*ASSIGNMENT:* Your reply should consist solely of the lines from the one containing "In the photo above, where can the hair" through the end of the data, restated word for word.

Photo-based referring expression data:
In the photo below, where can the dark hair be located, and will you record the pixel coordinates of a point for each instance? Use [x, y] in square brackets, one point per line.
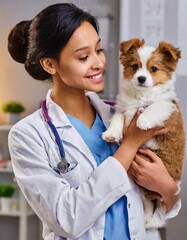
[45, 36]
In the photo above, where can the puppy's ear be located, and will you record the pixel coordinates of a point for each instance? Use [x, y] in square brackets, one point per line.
[170, 52]
[129, 45]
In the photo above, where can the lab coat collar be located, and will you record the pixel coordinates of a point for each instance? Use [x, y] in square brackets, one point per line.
[60, 119]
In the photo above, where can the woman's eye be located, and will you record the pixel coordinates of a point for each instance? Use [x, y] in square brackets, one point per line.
[153, 69]
[100, 50]
[135, 66]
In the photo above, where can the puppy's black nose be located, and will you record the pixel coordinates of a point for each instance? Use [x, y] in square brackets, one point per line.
[141, 79]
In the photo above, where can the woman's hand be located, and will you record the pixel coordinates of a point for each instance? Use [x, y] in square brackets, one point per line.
[154, 176]
[133, 139]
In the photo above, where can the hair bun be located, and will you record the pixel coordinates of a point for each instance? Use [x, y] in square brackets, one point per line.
[18, 41]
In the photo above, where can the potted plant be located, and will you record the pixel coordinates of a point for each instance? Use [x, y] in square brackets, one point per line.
[14, 109]
[6, 193]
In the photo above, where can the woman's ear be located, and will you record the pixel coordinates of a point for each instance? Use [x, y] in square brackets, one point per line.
[48, 65]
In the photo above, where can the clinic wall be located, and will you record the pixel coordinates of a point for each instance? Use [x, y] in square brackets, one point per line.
[15, 83]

*TASK RESPONSE:*
In the photo above, where can the hair bun be located, and will you record the pixel coordinates of a point for each instance? Use [x, y] in square brackets, one point per line.
[18, 41]
In the photo above, where can the potted plant be located, and will you record the pixel coordinates of a point for each instance? Use [x, y] in square brackets, one point per line.
[14, 109]
[6, 193]
In the photo above, where can the woman's ear be located, and will you record the pixel coordinates of a point for each instance? Use [x, y] in square brackets, one point per line.
[48, 65]
In the photo above, where can the clinic wall be located, and will you record the pixel coordinates of a point for each instance? Use [x, y] in square brackets, one point per line.
[15, 83]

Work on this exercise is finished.